• **WHAT YOU WILL DO**
Copy out, word for word, the lines of the records from the one containing "Target: dark green background" through the last line of the records, including both ends.

• **RECORDS FOR PROCESSING**
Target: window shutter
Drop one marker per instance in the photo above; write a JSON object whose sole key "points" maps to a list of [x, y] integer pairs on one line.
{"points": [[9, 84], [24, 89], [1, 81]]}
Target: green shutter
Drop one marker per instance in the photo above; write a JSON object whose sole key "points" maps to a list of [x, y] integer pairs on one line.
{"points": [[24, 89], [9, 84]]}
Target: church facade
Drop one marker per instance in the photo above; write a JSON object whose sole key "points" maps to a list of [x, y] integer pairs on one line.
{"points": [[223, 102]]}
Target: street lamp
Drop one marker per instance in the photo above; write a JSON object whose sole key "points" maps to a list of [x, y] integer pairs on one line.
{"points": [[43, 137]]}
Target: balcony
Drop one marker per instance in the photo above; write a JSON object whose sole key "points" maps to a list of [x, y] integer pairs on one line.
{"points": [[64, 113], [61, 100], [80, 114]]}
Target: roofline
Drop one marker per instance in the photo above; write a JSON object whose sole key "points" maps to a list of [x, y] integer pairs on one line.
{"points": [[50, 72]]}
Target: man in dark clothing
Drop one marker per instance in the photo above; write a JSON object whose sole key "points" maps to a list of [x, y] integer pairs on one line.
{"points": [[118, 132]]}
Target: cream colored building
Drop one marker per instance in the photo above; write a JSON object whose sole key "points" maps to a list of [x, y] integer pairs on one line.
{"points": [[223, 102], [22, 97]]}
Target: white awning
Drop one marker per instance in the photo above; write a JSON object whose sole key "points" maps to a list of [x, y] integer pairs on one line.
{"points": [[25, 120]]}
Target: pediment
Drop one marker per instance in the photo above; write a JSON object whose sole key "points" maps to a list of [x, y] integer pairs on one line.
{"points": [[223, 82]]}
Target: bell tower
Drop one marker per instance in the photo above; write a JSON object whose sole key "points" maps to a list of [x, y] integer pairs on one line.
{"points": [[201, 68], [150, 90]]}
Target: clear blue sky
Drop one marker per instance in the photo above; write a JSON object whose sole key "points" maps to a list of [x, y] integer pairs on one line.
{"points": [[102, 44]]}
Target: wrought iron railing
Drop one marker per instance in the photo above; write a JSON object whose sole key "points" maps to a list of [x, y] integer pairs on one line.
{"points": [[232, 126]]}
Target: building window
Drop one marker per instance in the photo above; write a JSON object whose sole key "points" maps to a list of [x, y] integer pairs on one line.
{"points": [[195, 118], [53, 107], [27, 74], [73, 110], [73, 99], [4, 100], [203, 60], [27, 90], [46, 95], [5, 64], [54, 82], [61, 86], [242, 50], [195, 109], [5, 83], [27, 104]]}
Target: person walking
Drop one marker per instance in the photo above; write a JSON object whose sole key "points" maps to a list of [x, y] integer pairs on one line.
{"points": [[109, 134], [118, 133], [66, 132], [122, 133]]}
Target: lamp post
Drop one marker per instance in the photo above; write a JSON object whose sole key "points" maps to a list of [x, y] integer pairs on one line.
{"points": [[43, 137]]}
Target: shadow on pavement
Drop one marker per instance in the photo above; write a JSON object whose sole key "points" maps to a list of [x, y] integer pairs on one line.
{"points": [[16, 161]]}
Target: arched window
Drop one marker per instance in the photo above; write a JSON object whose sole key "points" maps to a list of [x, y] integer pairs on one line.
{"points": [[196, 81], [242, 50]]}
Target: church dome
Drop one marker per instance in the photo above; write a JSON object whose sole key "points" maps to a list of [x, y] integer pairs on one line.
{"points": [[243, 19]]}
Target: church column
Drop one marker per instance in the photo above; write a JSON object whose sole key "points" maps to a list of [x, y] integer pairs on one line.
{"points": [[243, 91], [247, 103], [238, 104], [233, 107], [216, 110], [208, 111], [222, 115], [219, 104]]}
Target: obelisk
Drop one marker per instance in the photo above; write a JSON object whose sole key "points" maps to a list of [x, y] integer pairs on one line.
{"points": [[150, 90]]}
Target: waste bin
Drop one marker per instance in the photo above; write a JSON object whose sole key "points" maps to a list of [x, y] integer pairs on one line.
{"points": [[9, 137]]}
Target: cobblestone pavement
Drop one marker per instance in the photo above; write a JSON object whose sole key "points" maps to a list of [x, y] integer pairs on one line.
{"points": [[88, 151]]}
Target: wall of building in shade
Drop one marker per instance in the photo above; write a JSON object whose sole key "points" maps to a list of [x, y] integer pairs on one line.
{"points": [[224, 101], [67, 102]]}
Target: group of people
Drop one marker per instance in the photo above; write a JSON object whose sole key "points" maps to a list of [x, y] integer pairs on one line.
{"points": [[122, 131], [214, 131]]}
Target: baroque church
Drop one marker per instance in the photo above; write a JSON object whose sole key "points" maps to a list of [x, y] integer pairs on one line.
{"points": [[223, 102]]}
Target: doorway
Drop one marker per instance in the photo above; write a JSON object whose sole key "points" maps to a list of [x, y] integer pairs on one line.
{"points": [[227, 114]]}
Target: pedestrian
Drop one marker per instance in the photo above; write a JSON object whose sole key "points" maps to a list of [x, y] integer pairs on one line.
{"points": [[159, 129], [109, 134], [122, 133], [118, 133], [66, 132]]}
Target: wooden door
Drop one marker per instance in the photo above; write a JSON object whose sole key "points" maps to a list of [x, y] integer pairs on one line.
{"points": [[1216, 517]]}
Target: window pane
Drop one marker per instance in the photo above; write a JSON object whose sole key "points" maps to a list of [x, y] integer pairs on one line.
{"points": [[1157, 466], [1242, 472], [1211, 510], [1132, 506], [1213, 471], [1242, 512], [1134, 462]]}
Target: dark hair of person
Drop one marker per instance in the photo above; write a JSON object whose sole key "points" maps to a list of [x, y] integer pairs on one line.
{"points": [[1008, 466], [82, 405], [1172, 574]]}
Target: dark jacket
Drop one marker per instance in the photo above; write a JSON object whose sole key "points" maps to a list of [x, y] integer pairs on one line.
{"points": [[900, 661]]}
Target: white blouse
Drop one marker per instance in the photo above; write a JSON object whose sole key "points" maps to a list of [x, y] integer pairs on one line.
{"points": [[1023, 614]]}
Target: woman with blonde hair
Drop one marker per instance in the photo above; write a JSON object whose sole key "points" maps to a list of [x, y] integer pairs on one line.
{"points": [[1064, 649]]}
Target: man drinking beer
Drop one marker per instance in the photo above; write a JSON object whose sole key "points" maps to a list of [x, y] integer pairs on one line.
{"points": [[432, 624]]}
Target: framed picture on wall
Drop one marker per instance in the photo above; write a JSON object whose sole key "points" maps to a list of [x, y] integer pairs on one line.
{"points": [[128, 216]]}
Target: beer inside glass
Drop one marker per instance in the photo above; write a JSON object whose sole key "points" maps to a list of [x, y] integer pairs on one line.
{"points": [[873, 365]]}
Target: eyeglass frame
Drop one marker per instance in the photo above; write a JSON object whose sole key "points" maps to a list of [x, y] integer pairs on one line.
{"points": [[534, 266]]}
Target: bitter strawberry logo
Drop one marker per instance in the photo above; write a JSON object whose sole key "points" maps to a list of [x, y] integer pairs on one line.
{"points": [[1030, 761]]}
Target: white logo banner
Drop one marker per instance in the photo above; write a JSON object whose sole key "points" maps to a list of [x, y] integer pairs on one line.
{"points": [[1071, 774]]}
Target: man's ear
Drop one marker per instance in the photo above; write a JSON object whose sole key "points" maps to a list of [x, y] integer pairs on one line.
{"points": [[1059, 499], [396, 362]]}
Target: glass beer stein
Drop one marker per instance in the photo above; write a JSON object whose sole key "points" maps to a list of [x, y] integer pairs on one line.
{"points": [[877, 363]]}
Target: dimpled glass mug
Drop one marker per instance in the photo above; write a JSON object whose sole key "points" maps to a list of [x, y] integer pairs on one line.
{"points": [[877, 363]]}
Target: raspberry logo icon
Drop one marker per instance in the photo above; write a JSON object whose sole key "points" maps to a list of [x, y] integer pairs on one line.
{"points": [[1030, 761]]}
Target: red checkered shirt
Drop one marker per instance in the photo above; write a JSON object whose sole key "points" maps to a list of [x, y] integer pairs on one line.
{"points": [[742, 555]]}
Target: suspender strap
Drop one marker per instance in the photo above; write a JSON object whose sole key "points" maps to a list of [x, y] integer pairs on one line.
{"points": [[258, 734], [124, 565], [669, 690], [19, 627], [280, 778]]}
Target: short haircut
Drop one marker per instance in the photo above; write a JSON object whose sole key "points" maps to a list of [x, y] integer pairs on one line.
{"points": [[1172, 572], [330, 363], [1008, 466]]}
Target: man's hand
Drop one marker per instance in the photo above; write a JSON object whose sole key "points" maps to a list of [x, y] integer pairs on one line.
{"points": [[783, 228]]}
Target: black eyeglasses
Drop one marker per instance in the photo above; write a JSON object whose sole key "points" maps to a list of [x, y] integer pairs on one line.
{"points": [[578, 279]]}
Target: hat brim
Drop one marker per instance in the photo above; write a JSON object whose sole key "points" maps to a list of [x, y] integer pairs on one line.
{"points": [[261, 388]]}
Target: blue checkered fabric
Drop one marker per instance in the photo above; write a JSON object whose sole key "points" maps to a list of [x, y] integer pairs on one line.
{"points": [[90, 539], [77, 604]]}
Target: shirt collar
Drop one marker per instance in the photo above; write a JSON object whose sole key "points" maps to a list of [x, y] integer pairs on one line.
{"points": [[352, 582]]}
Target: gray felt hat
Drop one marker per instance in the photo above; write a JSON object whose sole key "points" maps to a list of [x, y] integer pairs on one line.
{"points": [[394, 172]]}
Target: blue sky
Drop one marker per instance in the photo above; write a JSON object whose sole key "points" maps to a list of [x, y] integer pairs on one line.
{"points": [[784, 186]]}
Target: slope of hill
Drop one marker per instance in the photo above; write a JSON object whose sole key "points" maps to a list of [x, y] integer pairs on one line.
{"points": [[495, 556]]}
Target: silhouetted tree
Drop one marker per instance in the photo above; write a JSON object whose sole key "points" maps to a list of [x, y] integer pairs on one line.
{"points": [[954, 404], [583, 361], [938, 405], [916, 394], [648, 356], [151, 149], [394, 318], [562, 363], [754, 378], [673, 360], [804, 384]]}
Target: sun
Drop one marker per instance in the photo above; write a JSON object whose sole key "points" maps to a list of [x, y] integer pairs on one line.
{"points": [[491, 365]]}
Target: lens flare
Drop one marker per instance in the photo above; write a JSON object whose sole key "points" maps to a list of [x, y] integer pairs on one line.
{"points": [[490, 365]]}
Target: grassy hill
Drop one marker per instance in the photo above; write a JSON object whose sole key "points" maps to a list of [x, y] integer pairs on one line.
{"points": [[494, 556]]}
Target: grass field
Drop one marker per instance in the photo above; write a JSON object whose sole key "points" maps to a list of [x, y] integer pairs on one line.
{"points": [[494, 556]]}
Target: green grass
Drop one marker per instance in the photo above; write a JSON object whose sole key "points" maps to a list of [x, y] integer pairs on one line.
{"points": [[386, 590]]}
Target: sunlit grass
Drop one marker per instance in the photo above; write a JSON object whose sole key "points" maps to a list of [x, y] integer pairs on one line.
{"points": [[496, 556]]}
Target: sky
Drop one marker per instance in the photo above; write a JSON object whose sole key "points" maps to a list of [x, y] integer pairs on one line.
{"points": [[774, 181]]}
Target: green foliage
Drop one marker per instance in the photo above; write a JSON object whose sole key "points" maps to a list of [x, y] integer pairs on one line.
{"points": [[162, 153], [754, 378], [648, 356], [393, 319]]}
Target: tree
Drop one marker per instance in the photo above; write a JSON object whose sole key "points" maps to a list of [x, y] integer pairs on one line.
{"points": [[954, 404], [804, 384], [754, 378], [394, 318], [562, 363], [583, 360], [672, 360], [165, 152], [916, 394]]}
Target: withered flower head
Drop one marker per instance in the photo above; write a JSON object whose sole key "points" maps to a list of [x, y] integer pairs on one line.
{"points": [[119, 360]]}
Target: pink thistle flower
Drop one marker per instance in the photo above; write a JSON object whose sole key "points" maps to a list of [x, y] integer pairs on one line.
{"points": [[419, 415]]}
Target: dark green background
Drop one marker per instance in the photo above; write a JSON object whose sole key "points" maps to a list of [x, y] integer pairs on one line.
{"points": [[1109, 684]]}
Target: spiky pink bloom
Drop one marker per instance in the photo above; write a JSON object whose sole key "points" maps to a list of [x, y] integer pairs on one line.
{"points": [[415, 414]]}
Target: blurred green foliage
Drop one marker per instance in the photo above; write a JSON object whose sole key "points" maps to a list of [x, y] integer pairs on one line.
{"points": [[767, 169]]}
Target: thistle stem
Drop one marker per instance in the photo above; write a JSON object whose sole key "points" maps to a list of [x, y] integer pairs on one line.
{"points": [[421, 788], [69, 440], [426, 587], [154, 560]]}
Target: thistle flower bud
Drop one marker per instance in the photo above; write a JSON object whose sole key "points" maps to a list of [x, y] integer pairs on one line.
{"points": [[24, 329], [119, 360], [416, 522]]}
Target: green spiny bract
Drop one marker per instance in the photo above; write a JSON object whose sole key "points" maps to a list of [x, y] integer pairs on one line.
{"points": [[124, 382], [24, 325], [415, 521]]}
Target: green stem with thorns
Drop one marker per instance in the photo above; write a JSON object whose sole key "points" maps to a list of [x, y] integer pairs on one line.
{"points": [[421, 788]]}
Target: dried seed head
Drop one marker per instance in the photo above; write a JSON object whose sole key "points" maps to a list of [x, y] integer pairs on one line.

• **TASK OUTPUT**
Target: dark green background
Drop one marker per instance in the photo above; write a JSON object whose sole key "points" maps to a list of [x, y] integer pairs on one line.
{"points": [[1109, 684]]}
Target: spiky pink bloom
Drop one marker per instance in the photo above; write a JSON object whose sole key "points" maps to a list of [x, y] integer pairs on one line.
{"points": [[415, 414]]}
Target: blurred green foliage
Drop one marker per instance in the photo above; write a JSON object whose sole key "points" maps to a list of [x, y] integer pairs on one line.
{"points": [[767, 169]]}
Target: thistle stem
Drop one marker per instance in the photo above; write a JSON object whose sole key "points" maps to a list of [x, y] integer pairs on one line.
{"points": [[421, 788], [69, 440], [426, 587], [154, 560]]}
Target: thistle flower bud
Drop one marker per instance in the photo above; write a JSON object whose sole key "points" maps to a list of [x, y] integer pairs on one line.
{"points": [[24, 329], [119, 360], [416, 522]]}
Target: green spiny bract
Drop one marker per instance in the photo above; write a JSON object whose sole key "points" maps to a list of [x, y] integer pairs on one line.
{"points": [[124, 382], [24, 325], [415, 521]]}
Target: green stem with thorns
Drop one marker per instance in the photo above; write a JSON object whose sole key "points" maps to a list of [x, y] integer pairs on one line.
{"points": [[421, 788]]}
Target: dried seed head
Drop one marker per instance in the photo above; write a JSON object whose sole key "points" maps to a list of [x, y] integer pairs on one line.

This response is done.